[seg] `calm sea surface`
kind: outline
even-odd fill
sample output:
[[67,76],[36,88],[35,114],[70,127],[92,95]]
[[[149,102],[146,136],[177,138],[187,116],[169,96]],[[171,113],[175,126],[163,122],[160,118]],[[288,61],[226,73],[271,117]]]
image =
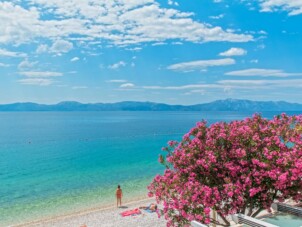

---

Goal of the exercise
What you hand back should match the listing exactly, except that no pictures appear.

Your response
[seg] `calm sea surface`
kind: outline
even-odd fill
sample output:
[[67,76],[36,88],[35,114],[70,127],[92,95]]
[[[149,102],[146,136],[177,138],[187,116],[169,96]],[[171,113],[175,126],[163,122],[160,118]],[[288,61],[226,73],[271,117]]]
image =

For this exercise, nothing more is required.